● **Consigne**: Reproduisez intégralement chaque ligne du listing ci-dessous, y compris les lignes de texte, laissées telles quelles. Multipliez par 2 toutes les coordonnées des boîtes englobantes, puis arrondissez-les à l'entier le plus proche, les demi-unités étant arrondies vers le haut.

● **Données de l'exercice**:
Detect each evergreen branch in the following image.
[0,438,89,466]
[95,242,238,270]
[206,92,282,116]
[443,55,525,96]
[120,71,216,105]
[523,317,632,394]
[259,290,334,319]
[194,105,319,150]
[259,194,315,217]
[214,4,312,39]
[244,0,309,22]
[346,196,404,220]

● **Réponse**:
Detect each evergreen branch in the following image.
[0,876,178,932]
[190,484,476,540]
[412,184,564,232]
[886,110,1050,192]
[240,142,432,210]
[1046,634,1264,788]
[518,580,668,638]
[388,210,638,300]
[518,388,630,434]
[428,8,624,78]
[488,0,618,44]
[692,392,808,440]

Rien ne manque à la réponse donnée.